Give every line of the items below as a JSON list of strings, one string per line, with blank lines left out. Skip the pictures.

- **Task inputs**

---

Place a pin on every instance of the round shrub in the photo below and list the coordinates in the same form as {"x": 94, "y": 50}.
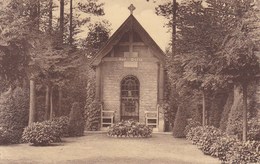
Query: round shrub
{"x": 42, "y": 133}
{"x": 191, "y": 124}
{"x": 244, "y": 152}
{"x": 209, "y": 136}
{"x": 180, "y": 123}
{"x": 76, "y": 121}
{"x": 195, "y": 134}
{"x": 14, "y": 114}
{"x": 62, "y": 124}
{"x": 129, "y": 128}
{"x": 7, "y": 136}
{"x": 222, "y": 147}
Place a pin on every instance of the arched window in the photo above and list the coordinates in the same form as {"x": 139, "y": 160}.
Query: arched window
{"x": 130, "y": 98}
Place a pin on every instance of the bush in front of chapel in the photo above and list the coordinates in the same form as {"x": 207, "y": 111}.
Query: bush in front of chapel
{"x": 76, "y": 121}
{"x": 129, "y": 128}
{"x": 42, "y": 133}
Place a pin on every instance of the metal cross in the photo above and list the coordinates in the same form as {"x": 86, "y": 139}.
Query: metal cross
{"x": 131, "y": 8}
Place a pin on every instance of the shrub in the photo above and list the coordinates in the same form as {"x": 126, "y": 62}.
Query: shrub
{"x": 129, "y": 128}
{"x": 244, "y": 152}
{"x": 14, "y": 115}
{"x": 209, "y": 136}
{"x": 76, "y": 121}
{"x": 8, "y": 136}
{"x": 180, "y": 123}
{"x": 195, "y": 134}
{"x": 42, "y": 133}
{"x": 228, "y": 149}
{"x": 62, "y": 124}
{"x": 191, "y": 124}
{"x": 221, "y": 148}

---

- **Finished exercise**
[
  "Place a pin on every instance of the round shrub in the photo below and list the coordinates in the same form as {\"x\": 94, \"y\": 50}.",
  "Query: round shrub",
  "{\"x\": 42, \"y\": 133}",
  "{\"x\": 191, \"y\": 124}",
  "{\"x\": 244, \"y\": 152}",
  "{\"x\": 209, \"y\": 136}",
  "{\"x\": 180, \"y\": 123}",
  "{\"x\": 76, \"y\": 121}",
  "{\"x\": 195, \"y\": 134}",
  "{\"x\": 14, \"y\": 114}",
  "{\"x\": 62, \"y\": 124}",
  "{\"x\": 129, \"y\": 128}",
  "{\"x\": 7, \"y\": 136}",
  "{\"x\": 222, \"y\": 147}",
  "Place a pin on every instance of the arched window in the photo above and list the coordinates in the same form as {\"x\": 139, \"y\": 160}.",
  "Query: arched window",
  "{\"x\": 130, \"y\": 98}",
  "Place a pin on every instance of the bush in front of chapel in the photo above and list the coordinates in the same form as {\"x\": 207, \"y\": 111}.",
  "Query: bush in front of chapel",
  "{\"x\": 76, \"y\": 121}",
  "{\"x\": 129, \"y\": 128}",
  "{\"x\": 42, \"y\": 133}",
  "Place a pin on every instance of the metal cross in the photo above and list the coordinates in the same form as {\"x\": 86, \"y\": 139}.",
  "Query: metal cross",
  "{\"x\": 131, \"y\": 8}",
  "Place a pin on every instance of the shrub in the photo above and list the coordinates in the same form as {\"x\": 126, \"y\": 62}.",
  "Query: shrub",
  "{\"x\": 129, \"y\": 128}",
  "{\"x\": 244, \"y\": 152}",
  "{\"x\": 14, \"y\": 115}",
  "{\"x\": 209, \"y\": 136}",
  "{\"x\": 76, \"y\": 121}",
  "{\"x\": 8, \"y\": 136}",
  "{\"x\": 180, \"y\": 123}",
  "{\"x\": 195, \"y\": 134}",
  "{\"x\": 42, \"y\": 133}",
  "{\"x\": 228, \"y\": 149}",
  "{\"x\": 62, \"y\": 124}",
  "{\"x\": 191, \"y\": 124}",
  "{\"x\": 221, \"y\": 148}"
]